### [Document section]
Wild fish activist groups file suit targeting the Puyallup river

01/15/2016 – J. W. Snyder – NWFN


Due to the recent success of wild fish activist groups in the court room, wild fish groups are now rapid firing law suits across the state.


Today the Northwest Treaty Tribe released a posted on their website indicating that wild fish activist groups, here in Washington have formed a coalition and are now suing the new owners of the Electron dam located on the upper Puyallup river.

For decades, the Puyallup Tribe of Indians have worked diligently to increase production of salmon above a hydroelectric project on the Puyallup with varying success.

Today a group of conservation activists filed suit to force changes at the Electron Hydroelectric project, which was recently sold by long-term owners Puget Sound Energy.

Many changes have to the Electron Hydroelectric project already been made since the early 2000’s but these activist groups refuse to recognize these efforts and are moving forward with their legal actions. This coalition of conservation groups claim, that it was necessary to file this suit to protect Puget Sound Chinook salmon, steelhead and bull trout – all threatened with extinction – from being killed by the Electron hydroelectric project. The statement they released is a follows:


“Wild salmon and steelhead are part of who we are in the Pacific Northwest, and protecting this habitat is critical to their recovery. This is a clear-cut case of illegal ‘take’ of three species threatened with extinction,” said Andrea Rodgers, attorney with the Western Environmental Law Center.

Coordinate annotation items
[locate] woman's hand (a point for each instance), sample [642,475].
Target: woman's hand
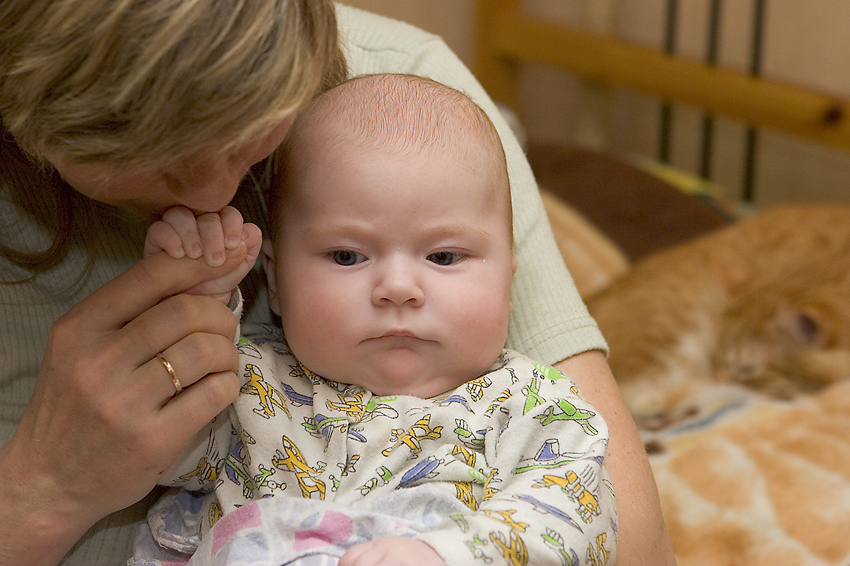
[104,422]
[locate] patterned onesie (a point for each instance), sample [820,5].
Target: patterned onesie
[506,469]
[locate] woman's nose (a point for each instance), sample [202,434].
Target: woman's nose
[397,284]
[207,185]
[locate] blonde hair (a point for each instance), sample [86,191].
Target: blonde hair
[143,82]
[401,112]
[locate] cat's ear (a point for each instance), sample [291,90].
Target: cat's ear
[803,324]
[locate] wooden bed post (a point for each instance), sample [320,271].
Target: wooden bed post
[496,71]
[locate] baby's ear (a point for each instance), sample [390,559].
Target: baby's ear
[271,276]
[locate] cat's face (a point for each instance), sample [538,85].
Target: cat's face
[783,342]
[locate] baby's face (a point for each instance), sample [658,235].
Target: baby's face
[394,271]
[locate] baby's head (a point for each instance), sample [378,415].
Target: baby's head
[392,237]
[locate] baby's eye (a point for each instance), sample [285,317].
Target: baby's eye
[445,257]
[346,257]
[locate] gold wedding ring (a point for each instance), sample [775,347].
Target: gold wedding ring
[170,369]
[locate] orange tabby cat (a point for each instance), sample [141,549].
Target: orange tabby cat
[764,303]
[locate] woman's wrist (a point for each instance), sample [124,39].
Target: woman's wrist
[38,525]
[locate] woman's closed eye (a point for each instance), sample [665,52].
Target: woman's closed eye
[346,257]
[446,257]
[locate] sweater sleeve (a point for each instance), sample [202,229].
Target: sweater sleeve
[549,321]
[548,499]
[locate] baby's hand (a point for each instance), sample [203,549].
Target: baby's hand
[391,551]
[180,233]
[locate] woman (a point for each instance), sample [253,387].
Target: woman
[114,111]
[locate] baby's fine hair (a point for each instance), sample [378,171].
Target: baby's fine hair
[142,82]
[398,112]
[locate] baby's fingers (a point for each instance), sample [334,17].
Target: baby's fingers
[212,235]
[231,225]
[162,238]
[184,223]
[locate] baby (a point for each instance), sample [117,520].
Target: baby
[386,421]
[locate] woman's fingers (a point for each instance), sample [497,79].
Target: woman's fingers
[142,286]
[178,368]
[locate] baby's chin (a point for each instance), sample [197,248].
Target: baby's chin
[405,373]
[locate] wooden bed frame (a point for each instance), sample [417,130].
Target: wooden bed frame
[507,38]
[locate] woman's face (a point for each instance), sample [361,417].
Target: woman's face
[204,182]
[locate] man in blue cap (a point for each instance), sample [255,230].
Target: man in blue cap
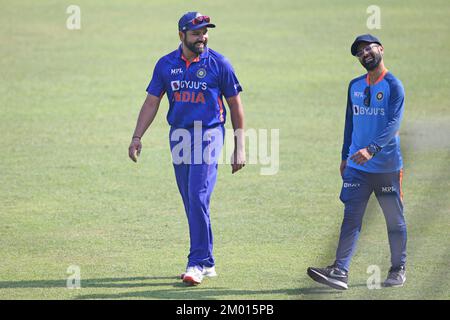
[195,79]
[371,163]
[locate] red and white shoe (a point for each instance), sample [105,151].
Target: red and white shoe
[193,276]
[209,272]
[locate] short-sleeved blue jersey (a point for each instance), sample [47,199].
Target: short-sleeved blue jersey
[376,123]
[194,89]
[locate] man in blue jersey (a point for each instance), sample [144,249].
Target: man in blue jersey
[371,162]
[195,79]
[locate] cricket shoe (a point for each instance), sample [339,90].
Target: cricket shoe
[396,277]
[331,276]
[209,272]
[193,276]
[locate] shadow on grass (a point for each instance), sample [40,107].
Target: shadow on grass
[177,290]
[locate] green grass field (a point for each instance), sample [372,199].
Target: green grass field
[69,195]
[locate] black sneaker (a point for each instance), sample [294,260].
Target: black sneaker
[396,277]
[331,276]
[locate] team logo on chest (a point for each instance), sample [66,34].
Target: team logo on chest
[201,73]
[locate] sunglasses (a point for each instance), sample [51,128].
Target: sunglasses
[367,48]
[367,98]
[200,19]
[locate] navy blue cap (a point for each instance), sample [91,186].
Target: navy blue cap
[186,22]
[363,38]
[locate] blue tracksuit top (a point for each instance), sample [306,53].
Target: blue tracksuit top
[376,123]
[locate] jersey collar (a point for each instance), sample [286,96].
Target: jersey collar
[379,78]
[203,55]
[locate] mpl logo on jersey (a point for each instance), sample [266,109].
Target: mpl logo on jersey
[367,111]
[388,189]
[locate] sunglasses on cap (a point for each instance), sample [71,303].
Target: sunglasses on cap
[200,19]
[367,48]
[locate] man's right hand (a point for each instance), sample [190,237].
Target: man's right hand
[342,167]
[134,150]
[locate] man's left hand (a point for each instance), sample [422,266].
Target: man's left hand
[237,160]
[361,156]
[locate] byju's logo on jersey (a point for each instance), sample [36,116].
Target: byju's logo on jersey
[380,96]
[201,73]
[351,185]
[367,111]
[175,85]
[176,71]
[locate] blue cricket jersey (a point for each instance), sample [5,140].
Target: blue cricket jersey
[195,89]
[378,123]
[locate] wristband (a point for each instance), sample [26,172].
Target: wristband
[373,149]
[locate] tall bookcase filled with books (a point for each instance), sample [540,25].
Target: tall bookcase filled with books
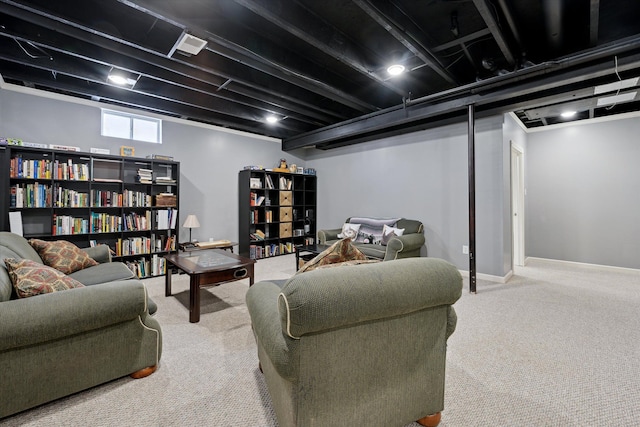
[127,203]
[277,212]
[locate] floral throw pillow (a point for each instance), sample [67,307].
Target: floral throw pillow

### [Task to carry out]
Please rewrite the Puyallup lawsuit article from "Wild fish activist groups file" to "with varying success.", changing "coalition" to "alliance".

### [Expected answer]
Wild fish activist groups file suit targeting the Puyallup river

01/15/2016 – J. W. Snyder – NWFN


Due to the recent success of wild fish activist groups in the court room, wild fish groups are now rapid firing law suits across the state.


Today the Northwest Treaty Tribe released a posted on their website indicating that wild fish activist groups, here in Washington have formed a alliance and are now suing the new owners of the Electron dam located on the upper Puyallup river.

For decades, the Puyallup Tribe of Indians have worked diligently to increase production of salmon above a hydroelectric project on the Puyallup with varying success.